=== Rows ===

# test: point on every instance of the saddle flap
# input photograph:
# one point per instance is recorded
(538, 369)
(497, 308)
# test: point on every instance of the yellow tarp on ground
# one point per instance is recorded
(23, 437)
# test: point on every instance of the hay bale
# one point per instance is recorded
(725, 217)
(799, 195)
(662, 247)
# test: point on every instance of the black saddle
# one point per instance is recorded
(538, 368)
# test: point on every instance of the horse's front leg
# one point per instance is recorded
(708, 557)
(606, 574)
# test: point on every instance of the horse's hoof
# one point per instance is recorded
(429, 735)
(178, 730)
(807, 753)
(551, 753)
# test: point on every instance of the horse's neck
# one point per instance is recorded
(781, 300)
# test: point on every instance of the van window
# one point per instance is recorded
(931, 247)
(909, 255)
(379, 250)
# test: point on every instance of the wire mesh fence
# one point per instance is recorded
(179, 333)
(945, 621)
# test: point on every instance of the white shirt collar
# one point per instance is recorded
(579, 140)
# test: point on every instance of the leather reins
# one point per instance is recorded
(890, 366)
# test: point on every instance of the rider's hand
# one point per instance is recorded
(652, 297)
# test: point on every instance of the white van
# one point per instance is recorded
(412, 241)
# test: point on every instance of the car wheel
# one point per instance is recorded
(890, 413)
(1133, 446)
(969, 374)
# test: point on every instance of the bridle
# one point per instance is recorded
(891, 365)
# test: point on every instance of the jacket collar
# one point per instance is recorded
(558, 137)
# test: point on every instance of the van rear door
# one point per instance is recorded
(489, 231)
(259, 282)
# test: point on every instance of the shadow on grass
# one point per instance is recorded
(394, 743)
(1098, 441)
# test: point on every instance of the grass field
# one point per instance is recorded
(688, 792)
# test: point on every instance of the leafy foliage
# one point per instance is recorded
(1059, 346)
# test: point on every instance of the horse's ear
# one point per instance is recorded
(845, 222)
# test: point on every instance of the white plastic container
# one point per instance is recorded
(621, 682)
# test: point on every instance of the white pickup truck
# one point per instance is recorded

=== Exercise objective ===
Convert the stretch of lines from the one containing "# test: point on every instance of the leather" through the one containing "(1059, 346)", both included, into a JSON list of strings with one string per line and blank lines left out.

=== Task output ===
[
  "# test: point on every instance of the leather reins",
  "# one point per instance is recorded",
  "(890, 366)",
  "# test: point on every instance of the rider's hand",
  "# one point per instance is recorded",
  "(652, 297)",
  "# test: point on every instance of the white van",
  "# one point per instance is recorded",
  "(412, 241)",
  "# test: point on every instance of the car wheel",
  "# one point per instance is recorded",
  "(890, 413)",
  "(1133, 446)",
  "(969, 374)",
  "# test: point on every instance of the bridle",
  "# one point per instance is recorded",
  "(891, 365)",
  "# test: point on every instance of the jacket collar",
  "# one point per instance is recorded",
  "(558, 137)",
  "# test: point on every instance of the van rear door",
  "# one point per instance is recorded",
  "(489, 231)",
  "(259, 282)",
  "# test: point on every instance of the shadow on grass",
  "# one point per instance is recorded",
  "(394, 743)",
  "(1098, 441)",
  "# test: point on every instance of the grass field",
  "# one point per instance is recorded",
  "(688, 792)",
  "# test: point on every instance of the leafy foliage",
  "# one point per instance is recorded",
  "(1059, 346)"
]